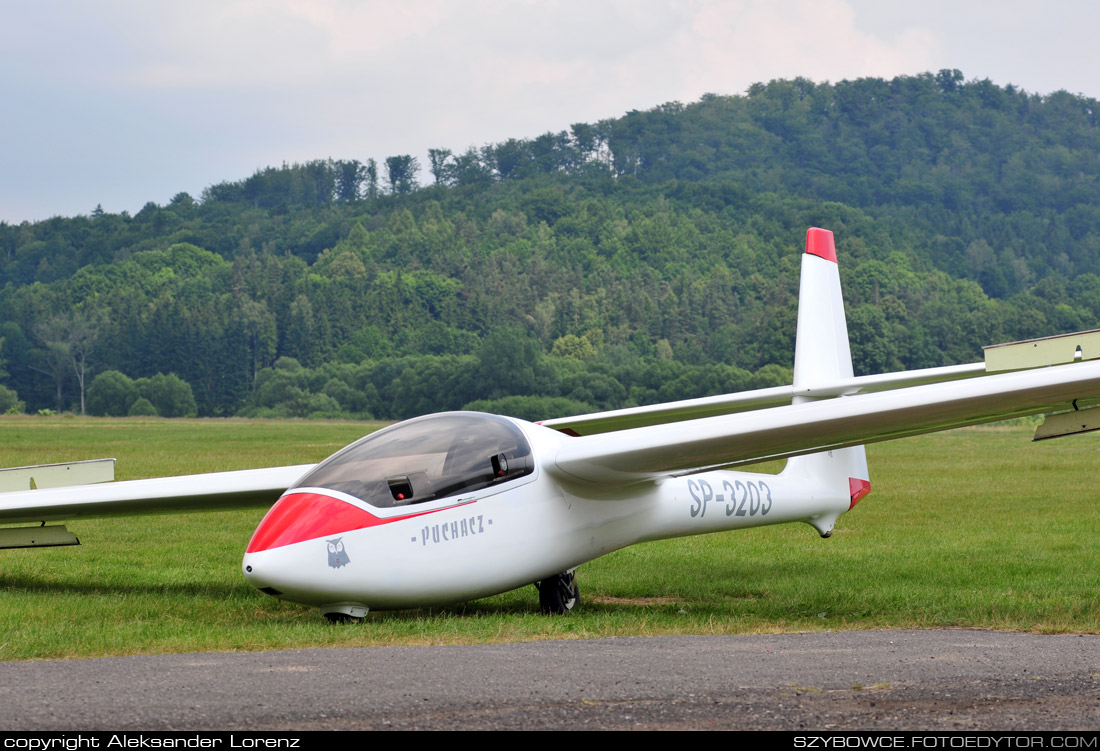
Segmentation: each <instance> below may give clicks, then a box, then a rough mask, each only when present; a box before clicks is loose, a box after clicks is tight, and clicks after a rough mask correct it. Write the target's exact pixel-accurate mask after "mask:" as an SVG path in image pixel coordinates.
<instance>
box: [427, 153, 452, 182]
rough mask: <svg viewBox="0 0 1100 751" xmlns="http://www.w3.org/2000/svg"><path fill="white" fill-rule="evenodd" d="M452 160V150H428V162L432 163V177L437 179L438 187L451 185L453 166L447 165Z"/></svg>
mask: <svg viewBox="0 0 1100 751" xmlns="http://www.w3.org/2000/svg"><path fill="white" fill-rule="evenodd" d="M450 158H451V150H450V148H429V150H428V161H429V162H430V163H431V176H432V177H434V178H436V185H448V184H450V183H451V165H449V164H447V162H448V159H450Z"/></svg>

.....

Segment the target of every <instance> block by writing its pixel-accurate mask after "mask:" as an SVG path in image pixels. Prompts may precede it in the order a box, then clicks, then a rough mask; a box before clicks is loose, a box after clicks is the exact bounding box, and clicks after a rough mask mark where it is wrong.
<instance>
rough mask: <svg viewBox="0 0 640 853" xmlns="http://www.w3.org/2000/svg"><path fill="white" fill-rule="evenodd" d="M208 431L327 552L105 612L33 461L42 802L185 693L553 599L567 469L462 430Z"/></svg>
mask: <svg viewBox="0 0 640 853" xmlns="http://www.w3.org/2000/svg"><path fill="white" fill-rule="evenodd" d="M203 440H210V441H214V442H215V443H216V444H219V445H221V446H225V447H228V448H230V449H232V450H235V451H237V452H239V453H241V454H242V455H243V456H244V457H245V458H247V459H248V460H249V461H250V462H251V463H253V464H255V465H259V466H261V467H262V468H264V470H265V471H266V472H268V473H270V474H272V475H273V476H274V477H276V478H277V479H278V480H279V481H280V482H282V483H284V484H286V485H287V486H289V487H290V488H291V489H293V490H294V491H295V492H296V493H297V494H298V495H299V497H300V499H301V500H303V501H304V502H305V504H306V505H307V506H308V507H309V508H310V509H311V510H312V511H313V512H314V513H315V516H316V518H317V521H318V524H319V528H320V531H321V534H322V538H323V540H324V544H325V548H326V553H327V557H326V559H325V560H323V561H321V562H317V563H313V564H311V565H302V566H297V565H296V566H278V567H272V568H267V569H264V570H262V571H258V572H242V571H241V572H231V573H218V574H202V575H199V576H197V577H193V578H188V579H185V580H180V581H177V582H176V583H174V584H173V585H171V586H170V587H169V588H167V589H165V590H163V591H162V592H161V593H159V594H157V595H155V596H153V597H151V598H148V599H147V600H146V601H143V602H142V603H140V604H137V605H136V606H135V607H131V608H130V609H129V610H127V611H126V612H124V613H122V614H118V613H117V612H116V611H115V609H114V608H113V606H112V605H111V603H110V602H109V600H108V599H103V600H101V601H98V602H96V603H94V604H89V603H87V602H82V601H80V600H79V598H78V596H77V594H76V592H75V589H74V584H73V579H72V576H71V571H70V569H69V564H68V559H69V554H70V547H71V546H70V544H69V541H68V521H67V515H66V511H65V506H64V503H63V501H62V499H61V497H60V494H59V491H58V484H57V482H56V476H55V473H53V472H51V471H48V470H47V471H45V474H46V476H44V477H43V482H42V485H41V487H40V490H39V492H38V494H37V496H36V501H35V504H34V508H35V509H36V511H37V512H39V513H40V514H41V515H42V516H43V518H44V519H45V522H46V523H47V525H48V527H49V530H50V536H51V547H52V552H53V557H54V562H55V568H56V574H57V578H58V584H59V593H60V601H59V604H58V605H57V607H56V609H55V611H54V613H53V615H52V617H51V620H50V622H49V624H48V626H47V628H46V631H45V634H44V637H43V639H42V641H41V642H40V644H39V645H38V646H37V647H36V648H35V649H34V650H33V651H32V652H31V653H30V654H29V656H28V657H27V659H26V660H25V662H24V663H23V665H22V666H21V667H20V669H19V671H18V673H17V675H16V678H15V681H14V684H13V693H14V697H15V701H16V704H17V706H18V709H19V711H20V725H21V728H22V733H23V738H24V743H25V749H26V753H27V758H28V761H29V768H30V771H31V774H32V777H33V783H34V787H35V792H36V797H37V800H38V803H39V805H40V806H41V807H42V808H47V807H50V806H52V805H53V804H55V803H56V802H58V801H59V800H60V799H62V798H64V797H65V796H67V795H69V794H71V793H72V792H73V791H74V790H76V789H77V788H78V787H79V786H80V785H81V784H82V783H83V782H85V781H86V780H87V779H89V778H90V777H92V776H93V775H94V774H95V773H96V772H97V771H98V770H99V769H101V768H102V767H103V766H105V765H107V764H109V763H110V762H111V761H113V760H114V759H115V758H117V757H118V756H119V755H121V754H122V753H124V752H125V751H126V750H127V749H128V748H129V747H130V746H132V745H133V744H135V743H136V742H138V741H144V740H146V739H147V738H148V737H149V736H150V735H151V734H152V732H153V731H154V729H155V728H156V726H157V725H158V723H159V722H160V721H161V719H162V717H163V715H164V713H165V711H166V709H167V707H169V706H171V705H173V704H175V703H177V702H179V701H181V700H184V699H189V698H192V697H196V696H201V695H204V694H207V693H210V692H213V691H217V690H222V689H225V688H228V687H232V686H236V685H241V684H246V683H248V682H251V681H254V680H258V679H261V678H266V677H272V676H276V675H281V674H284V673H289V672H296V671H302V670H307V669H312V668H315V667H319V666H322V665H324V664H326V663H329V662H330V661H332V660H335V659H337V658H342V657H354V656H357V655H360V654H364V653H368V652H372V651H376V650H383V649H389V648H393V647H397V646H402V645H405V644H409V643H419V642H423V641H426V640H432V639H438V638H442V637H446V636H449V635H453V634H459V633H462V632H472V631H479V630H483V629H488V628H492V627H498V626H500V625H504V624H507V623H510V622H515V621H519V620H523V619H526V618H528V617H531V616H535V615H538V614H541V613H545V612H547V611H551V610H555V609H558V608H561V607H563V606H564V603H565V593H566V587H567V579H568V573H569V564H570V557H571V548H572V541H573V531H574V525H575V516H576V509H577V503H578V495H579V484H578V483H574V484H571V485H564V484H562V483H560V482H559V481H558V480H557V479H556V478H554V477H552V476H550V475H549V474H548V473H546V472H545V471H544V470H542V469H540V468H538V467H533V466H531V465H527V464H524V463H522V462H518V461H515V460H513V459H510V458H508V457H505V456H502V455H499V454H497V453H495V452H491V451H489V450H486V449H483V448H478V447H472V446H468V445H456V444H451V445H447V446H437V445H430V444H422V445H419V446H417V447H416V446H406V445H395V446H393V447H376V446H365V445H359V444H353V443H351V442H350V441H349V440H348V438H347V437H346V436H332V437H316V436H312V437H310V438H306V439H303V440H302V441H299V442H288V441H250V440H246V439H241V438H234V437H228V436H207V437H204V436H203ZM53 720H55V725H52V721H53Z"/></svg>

.....

YOUR OBJECTIVE> Taking the records above as input, show every line in which the word "clicks" is present.

ANSWER TO THIS PROBLEM>
Segmentation: each <instance> below may give clicks, then a box, then a rough mask, each only when present; a box before clicks is loose, a box after clicks is tight, and clicks after a rough mask correct it. Write the target's exact pixel-accurate mask after "mask:" as an SVG path in image pixel coordinates.
Segment the target of every <instance> block by writing its pixel-accurate mask after "mask:" as an SVG path in image pixels. Prompts may precede it in the order a box, then clicks, then a rough mask; a box before clicks is loose, a box after clicks is the exact bounding box, and clicks after a rough mask mark where it is wrong.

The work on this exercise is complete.